Textauszug ::

In einem Pilotprojekt soll nun getestet werden, ob der Weg zum flüssigeren Sprechen auch am heimischen Bildschirm möglich ist. Die Techniker Krankenkasse (TK) hat sich mit Ärzten und Psychologen zusammengetan, die schon seit Mitte der 90er Jahre die „Kasseler Stottertherapie“ anbieten. Diese Behandlung läuft ein Jahr, sie beginnt mit einer 14-tägigen Präsenzphase, gefolgt von mehreren Wochenend-Treffen, regelmäßigen Übungen zu Hause und späteren Wochenenden, an denen das Erlernte aufgefrischt wird.

In der Online-Version, für die eine eigene interaktive Plattform entwickelt wurde, sieht der zeitliche Ablauf ähnlich aus. Die Teilnehmer stellen sich jedoch nur einmal, vor Beginn des Programms, zur Diagnostik im Institut vor. Die weiteren Termine finden am Rechner statt, sind allerdings ebenfalls feste Verabredungen mit den Therapeuten, zu Einzelsitzungen, aber auch zu virtuellen Gruppentreffen mit maximal vier Mitgliedern. 300 Patienten ab 13 Jahren sollen ab diesem Herbst online behandelt werden, ihre Erfolge werden im Rahmen der Studie mit denen von 300 Patienten verglichen, die sich für die schon etablierte Therapie entschieden haben.

Übungsdaten ::
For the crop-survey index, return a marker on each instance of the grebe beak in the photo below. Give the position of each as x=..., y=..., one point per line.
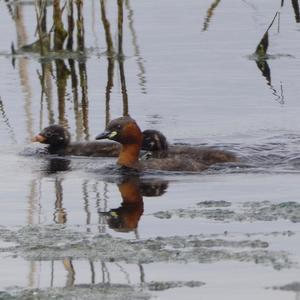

Arbeitsaufträge ::
1. Gib aus dem Textauszug das Stück von „In der Online-Version, für“ bis „Therapie entschieden haben.“ wortgetreu wieder.
2. Wie viele Mitglieder haben die virtuellen Gruppentreffen laut Textauszug höchstens?
Die Daten werden für die Bearbeitung nicht gebraucht.

Lösungen ::
1.
In der Online-Version, für die eine eigene interaktive Plattform entwickelt wurde, sieht der zeitliche Ablauf ähnlich aus. Die Teilnehmer stellen sich jedoch nur einmal, vor Beginn des Programms, zur Diagnostik im Institut vor. Die weiteren Termine finden am Rechner statt, sind allerdings ebenfalls feste Verabredungen mit den Therapeuten, zu Einzelsitzungen, aber auch zu virtuellen Gruppentreffen mit maximal vier Mitgliedern. 300 Patienten ab 13 Jahren sollen ab diesem Herbst online behandelt werden, ihre Erfolge werden im Rahmen der Studie mit denen von 300 Patienten verglichen, die sich für die schon etablierte Therapie entschieden haben.

2. Höchstens vier Mitglieder.